#### Short exercise:
Give again, word for word, only the lines from the one containing "Could you please point to the vehicle door" through the final line.

#### Supplied information:
===

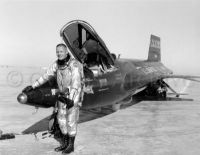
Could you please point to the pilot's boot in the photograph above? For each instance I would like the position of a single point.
(64, 143)
(70, 147)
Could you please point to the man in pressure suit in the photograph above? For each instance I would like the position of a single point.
(69, 75)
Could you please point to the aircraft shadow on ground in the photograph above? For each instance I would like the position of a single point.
(92, 114)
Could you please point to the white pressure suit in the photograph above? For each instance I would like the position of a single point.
(69, 79)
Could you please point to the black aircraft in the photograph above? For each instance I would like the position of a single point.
(109, 80)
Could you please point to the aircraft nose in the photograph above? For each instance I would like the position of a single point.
(22, 98)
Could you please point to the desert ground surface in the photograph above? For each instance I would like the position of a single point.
(145, 128)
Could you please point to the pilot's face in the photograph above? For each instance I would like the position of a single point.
(61, 52)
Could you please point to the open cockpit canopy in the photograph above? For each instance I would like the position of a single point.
(85, 44)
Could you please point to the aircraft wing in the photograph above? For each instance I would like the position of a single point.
(186, 77)
(85, 115)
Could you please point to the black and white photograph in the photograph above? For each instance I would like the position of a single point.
(99, 77)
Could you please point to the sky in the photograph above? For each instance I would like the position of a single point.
(29, 30)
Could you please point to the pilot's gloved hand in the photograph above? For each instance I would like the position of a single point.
(67, 101)
(27, 89)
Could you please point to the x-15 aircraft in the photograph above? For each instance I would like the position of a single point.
(109, 81)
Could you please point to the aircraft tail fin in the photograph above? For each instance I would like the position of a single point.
(154, 49)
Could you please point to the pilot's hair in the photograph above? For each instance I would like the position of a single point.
(61, 44)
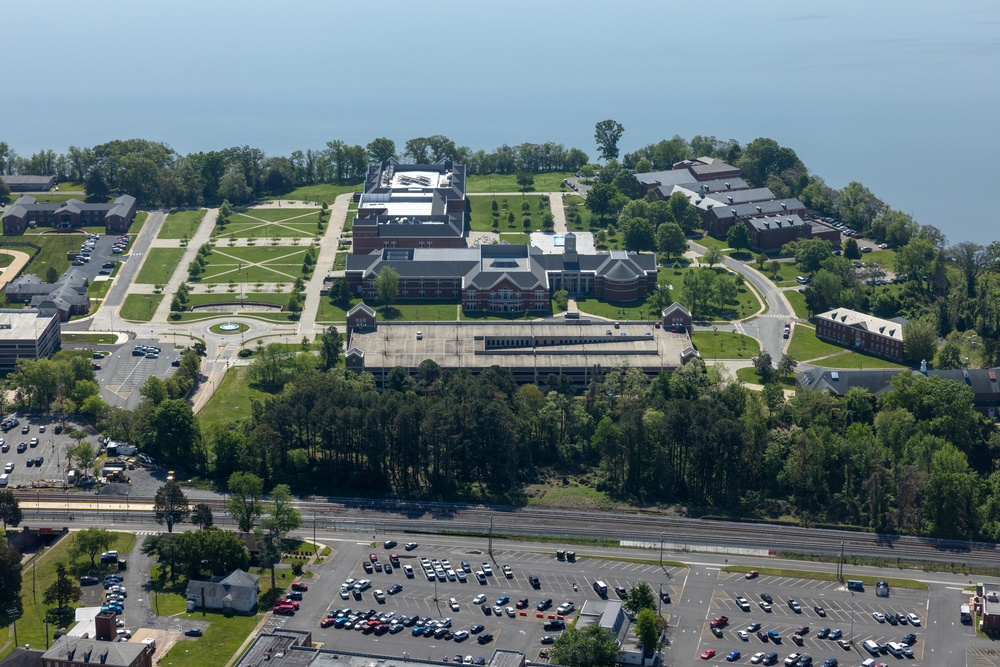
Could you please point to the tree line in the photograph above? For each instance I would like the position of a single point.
(156, 175)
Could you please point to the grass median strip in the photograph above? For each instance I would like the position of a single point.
(827, 576)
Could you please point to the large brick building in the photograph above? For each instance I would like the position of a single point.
(411, 206)
(862, 332)
(114, 216)
(505, 278)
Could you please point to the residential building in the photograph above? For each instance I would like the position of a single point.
(27, 334)
(29, 183)
(235, 592)
(115, 216)
(531, 350)
(862, 332)
(70, 651)
(66, 297)
(505, 278)
(411, 206)
(983, 383)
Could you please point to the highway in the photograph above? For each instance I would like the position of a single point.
(677, 533)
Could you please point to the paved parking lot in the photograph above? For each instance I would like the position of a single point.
(522, 633)
(841, 607)
(122, 375)
(51, 447)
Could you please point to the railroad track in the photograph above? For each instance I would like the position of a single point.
(412, 516)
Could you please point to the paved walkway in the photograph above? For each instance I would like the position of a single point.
(180, 273)
(10, 272)
(324, 263)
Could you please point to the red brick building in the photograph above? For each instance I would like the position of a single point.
(862, 332)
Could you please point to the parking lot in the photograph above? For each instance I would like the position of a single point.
(50, 446)
(847, 611)
(122, 375)
(522, 632)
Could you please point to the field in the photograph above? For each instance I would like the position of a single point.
(31, 626)
(805, 345)
(549, 182)
(231, 400)
(319, 193)
(481, 214)
(181, 224)
(159, 266)
(859, 360)
(266, 264)
(140, 307)
(265, 223)
(724, 345)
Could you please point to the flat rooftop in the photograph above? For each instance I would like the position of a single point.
(22, 324)
(549, 345)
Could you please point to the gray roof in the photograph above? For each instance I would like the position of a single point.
(756, 209)
(77, 649)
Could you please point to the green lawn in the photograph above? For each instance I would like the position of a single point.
(859, 360)
(96, 339)
(52, 253)
(548, 182)
(805, 345)
(268, 264)
(181, 224)
(319, 192)
(265, 223)
(159, 265)
(749, 375)
(481, 214)
(31, 626)
(724, 345)
(140, 307)
(221, 640)
(231, 400)
(798, 302)
(576, 202)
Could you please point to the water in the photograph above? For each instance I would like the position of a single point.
(900, 95)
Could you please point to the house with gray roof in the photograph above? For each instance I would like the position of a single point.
(411, 206)
(29, 183)
(26, 211)
(66, 297)
(505, 278)
(236, 592)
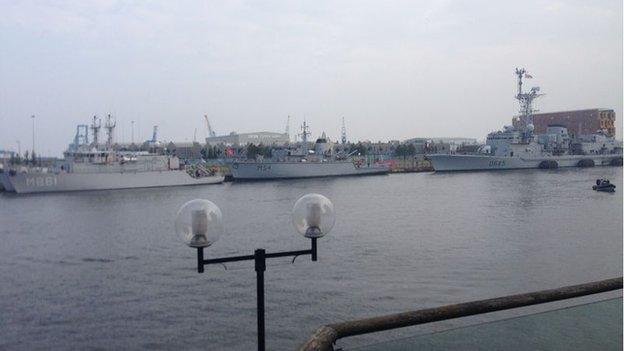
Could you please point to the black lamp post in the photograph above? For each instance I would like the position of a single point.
(199, 222)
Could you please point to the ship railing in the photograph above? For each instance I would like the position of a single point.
(326, 336)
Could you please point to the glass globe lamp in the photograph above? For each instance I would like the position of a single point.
(313, 216)
(199, 223)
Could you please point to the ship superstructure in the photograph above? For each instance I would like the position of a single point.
(519, 147)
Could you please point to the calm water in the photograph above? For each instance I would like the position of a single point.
(104, 270)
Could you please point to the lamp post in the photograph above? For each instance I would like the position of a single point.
(199, 224)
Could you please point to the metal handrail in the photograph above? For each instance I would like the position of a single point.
(325, 337)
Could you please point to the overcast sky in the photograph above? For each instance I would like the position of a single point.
(392, 69)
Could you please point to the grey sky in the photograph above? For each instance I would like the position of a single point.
(392, 69)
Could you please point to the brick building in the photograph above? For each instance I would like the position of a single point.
(578, 122)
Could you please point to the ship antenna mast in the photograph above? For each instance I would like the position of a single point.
(110, 128)
(526, 104)
(304, 137)
(211, 133)
(95, 128)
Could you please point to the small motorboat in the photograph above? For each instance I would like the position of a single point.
(604, 185)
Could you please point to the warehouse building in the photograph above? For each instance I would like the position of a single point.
(257, 138)
(578, 122)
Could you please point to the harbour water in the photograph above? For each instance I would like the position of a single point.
(104, 270)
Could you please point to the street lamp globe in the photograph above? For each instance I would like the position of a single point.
(313, 215)
(199, 223)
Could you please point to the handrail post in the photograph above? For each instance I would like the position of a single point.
(260, 266)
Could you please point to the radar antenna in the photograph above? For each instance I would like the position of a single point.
(526, 104)
(110, 129)
(95, 128)
(343, 133)
(211, 132)
(305, 132)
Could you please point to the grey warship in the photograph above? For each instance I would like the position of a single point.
(320, 162)
(518, 148)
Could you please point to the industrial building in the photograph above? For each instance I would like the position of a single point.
(257, 138)
(578, 122)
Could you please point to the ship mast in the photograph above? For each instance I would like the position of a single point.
(110, 128)
(526, 104)
(95, 128)
(304, 137)
(343, 133)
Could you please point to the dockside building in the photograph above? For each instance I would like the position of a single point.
(578, 122)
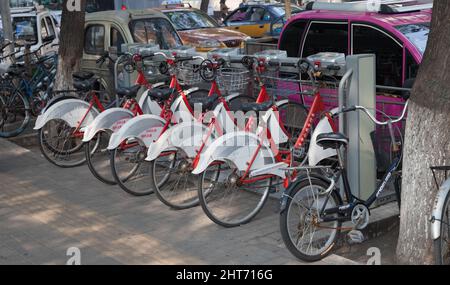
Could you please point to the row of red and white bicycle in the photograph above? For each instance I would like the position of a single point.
(226, 151)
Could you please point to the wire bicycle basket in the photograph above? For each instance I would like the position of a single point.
(187, 74)
(233, 79)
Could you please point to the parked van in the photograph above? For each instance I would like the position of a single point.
(396, 33)
(114, 28)
(36, 26)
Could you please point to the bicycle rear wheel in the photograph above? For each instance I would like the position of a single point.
(304, 236)
(442, 244)
(15, 114)
(130, 169)
(98, 158)
(60, 145)
(293, 117)
(173, 182)
(225, 200)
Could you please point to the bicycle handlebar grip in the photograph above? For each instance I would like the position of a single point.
(183, 58)
(149, 55)
(289, 64)
(234, 60)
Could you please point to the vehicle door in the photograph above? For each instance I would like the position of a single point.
(249, 20)
(389, 51)
(95, 45)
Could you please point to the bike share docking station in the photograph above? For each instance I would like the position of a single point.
(356, 77)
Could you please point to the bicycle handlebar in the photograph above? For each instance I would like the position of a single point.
(366, 111)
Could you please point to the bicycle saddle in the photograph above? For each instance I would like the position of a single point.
(82, 75)
(4, 68)
(128, 92)
(84, 85)
(207, 103)
(256, 107)
(332, 140)
(16, 69)
(161, 94)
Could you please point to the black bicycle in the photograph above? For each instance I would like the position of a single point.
(312, 209)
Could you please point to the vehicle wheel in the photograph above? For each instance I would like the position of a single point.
(226, 201)
(15, 114)
(129, 168)
(98, 158)
(173, 182)
(302, 235)
(60, 146)
(442, 244)
(293, 115)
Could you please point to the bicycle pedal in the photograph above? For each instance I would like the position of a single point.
(272, 190)
(355, 237)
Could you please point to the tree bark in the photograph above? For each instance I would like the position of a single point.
(71, 45)
(5, 13)
(204, 6)
(426, 141)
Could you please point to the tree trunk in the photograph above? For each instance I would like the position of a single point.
(71, 45)
(204, 6)
(426, 141)
(5, 13)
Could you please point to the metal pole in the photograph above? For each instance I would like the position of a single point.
(5, 12)
(287, 4)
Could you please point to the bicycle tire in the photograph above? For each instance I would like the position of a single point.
(7, 110)
(98, 158)
(223, 213)
(444, 238)
(138, 166)
(159, 186)
(284, 222)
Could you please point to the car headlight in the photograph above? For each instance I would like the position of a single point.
(210, 44)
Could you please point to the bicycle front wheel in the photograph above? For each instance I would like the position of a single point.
(303, 234)
(442, 244)
(61, 145)
(98, 158)
(173, 182)
(15, 113)
(226, 200)
(130, 169)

===

#### Full response:
Could you please point to the vehicle door in the photograph above? For each instance I would like the position of a single point.
(249, 20)
(389, 51)
(95, 45)
Could you please point to the bike share docking station in the photograph above? For each instance I would like the position of a single point.
(356, 77)
Could you please point to the bicycle handlebar in the photograph above? For each instance I would like the position of a single point.
(366, 111)
Could you please point to the bicycle saddle in the photograph above? For each instance I would like the position of a single point.
(82, 75)
(4, 68)
(128, 92)
(84, 85)
(207, 103)
(256, 107)
(332, 140)
(16, 69)
(161, 94)
Could you please point to the black bicycle in the photograph above? For each instance I would like the position of a single point.
(312, 209)
Could you please point to the vehicle wheel in the photograph above? For each instance I would like the position of a single point.
(226, 201)
(15, 114)
(129, 168)
(98, 158)
(173, 182)
(302, 235)
(60, 146)
(442, 244)
(293, 115)
Could you please point to the bicycle pedal in the photograph above? For each instance I would like the position of a single point.
(272, 190)
(355, 237)
Could you please point to the tree bark in the photograph above? For each instance I would like the position of a single point.
(71, 45)
(5, 13)
(204, 6)
(426, 141)
Could you please point to the tree trunk in the photograph above? For each instance I would like the position of a single point.
(71, 45)
(204, 6)
(426, 141)
(5, 13)
Could you please point to the metal pole in the photograph above? For each instance I would like the position of a single point.
(5, 12)
(287, 4)
Could you please point to the bicycle tire in the photograph above? For each instance I would like the position of a single point.
(7, 110)
(98, 158)
(223, 213)
(444, 238)
(138, 166)
(159, 186)
(284, 222)
Could you please point to the car headlight in the photograph above? For each instance I would like the position of a single point.
(210, 44)
Could you please point to the bicycle front wheel in the photograph above? For each instance I would like the position of a single point.
(303, 234)
(442, 244)
(61, 145)
(98, 158)
(173, 182)
(15, 113)
(226, 200)
(130, 169)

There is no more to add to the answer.